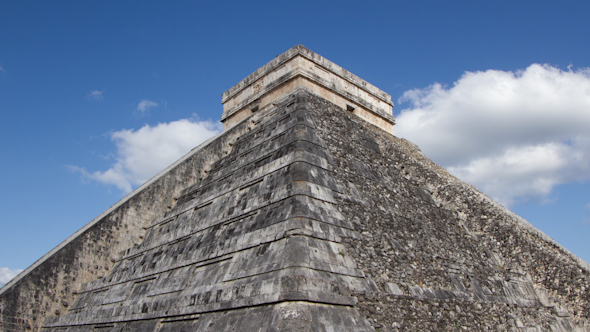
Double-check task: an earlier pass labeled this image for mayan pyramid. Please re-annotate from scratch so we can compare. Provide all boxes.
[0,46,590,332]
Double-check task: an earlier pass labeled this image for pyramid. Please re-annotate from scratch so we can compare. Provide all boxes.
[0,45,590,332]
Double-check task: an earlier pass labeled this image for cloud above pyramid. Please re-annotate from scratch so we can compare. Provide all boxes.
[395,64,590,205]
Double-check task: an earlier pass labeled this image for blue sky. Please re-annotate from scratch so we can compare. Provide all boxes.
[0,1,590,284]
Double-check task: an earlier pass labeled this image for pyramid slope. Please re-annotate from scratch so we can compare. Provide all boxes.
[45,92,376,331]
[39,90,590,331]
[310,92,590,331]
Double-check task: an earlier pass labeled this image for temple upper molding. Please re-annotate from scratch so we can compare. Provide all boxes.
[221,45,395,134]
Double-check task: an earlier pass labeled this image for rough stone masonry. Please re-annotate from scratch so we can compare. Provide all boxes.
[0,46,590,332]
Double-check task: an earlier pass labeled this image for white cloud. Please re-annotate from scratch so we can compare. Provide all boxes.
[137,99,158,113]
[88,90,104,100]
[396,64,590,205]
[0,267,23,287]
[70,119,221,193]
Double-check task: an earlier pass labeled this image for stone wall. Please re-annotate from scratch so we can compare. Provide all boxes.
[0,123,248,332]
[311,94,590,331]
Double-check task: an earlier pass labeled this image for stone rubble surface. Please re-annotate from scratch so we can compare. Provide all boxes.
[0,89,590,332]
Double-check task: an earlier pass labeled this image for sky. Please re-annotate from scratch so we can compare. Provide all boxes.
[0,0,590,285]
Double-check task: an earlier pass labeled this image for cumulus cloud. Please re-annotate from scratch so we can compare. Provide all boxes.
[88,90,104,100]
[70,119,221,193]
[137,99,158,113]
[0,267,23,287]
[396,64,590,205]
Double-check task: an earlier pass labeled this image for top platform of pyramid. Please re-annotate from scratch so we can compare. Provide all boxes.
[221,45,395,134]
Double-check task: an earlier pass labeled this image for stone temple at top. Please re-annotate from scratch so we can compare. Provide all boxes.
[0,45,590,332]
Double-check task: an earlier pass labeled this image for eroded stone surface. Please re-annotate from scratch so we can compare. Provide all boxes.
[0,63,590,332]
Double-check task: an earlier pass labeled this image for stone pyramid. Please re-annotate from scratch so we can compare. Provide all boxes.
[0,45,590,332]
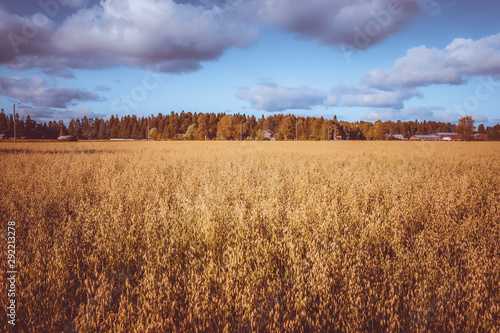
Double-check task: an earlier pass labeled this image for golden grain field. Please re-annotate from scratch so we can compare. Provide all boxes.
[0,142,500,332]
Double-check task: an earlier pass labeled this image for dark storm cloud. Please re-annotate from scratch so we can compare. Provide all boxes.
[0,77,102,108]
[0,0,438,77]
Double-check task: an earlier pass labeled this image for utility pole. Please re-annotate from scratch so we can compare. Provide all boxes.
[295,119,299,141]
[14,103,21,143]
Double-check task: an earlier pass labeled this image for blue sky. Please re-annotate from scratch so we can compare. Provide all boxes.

_What is asked_
Present every one of the entries above as a numbered list, leaving out the pictures and any blank lines.

_Response for this exercise_
1. Double-check task: an earlier pass labeled this image for mayan pyramid. Please re-annotate from scratch so we can compare. Provide all boxes.
2. [0,46,590,332]
3. Double-check task: an earlier pass labeled this image for pyramid. Please re-annotate from scratch so we can compare. Provide all boxes.
4. [0,45,590,332]
5. Double-check task: an earlier pass labeled this image for cloud above pyramid. Please re-annotate from scratch so we can compare. Provide all boxes.
6. [395,64,590,205]
7. Double-check task: an earlier pass labeled this image for blue sky. Please re-annotate from scratch so we can compare. Provide all boxes.
8. [0,1,590,284]
9. Double-check task: an earlier pass labeled this image for pyramid slope. Please re-annotate from scratch so we can compare. Provide all boxes.
10. [45,92,376,331]
11. [39,90,590,331]
12. [310,92,590,331]
13. Double-check task: an earlier pass labeled this image for temple upper molding. Please re-annotate from scratch so we can compare. Provide all boxes.
14. [221,45,395,134]
15. Double-check task: an earlier pass labeled this image for rough stone masonry. Please re-annotate from scratch so we can compare. Provide all boxes.
16. [0,46,590,332]
17. Double-check task: an earlier pass labeled this image for white cloud. Please re-annotate from scratch so we can compare. Provide all boxes.
18. [137,99,158,113]
19. [88,90,104,100]
20. [396,64,590,205]
21. [0,267,23,287]
22. [70,119,221,193]
23. Double-check task: an earlier pass labeled this image for stone wall. Please re-annotate from scratch so we can compare. Provide all boxes.
24. [0,123,248,332]
25. [311,94,590,331]
26. Double-check task: an earlier pass labeled this image for stone rubble surface. Please re-annotate from scratch so we can compare. Provide all boxes.
27. [0,89,590,332]
28. Double-check task: an earlier pass labeled this image for sky. Please re-annotate from scratch so we can compare. Provide all boxes.
29. [0,0,590,285]
30. Double-check task: an earlier pass labeled this image for cumulus cloud. Please re-annotate from scratch so we can compare. Provide all boxes.
31. [88,90,104,100]
32. [70,119,221,193]
33. [137,99,158,113]
34. [0,267,23,287]
35. [396,64,590,205]
36. Double-check task: an earlier pass labeled this image for top platform of pyramid. Please re-annotate from scratch so we can compare. Provide all boxes.
37. [221,45,395,134]
38. Double-check task: an earlier pass labeled this image for stone temple at top. Please re-annotate from scratch so we can compare. Provide all boxes.
39. [0,45,590,332]
40. Double-check task: an earlier pass labeled this image for eroded stone surface. Please re-annotate from scratch so we can compare. Provide all boxes.
41. [0,63,590,332]
42. Double-check task: an earlier pass labeled this image for stone pyramid. Please re-annotate from scratch so we can compare. Provide all boxes.
43. [0,45,590,332]
44. Double-check task: an earlier pass labeled this image for golden grain field. Please re-annotate from scratch so we can compare. Provide all boxes.
45. [0,142,500,332]
46. Double-check task: an earlier pass labeled this image for dark storm cloud. Please re-annotate from scratch so we can compare. Provide all boxes.
47. [0,77,102,108]
48. [0,0,438,77]
49. Double-check task: an earlier pass labeled this image for utility pole. Please re-annotate from scratch so we can compare. Provide all boxes.
50. [295,119,299,141]
51. [14,103,21,143]
52. Double-check task: an earlier pass labeled this image for blue sky. Please re-annotate from scratch so we can compare. Provide all boxes.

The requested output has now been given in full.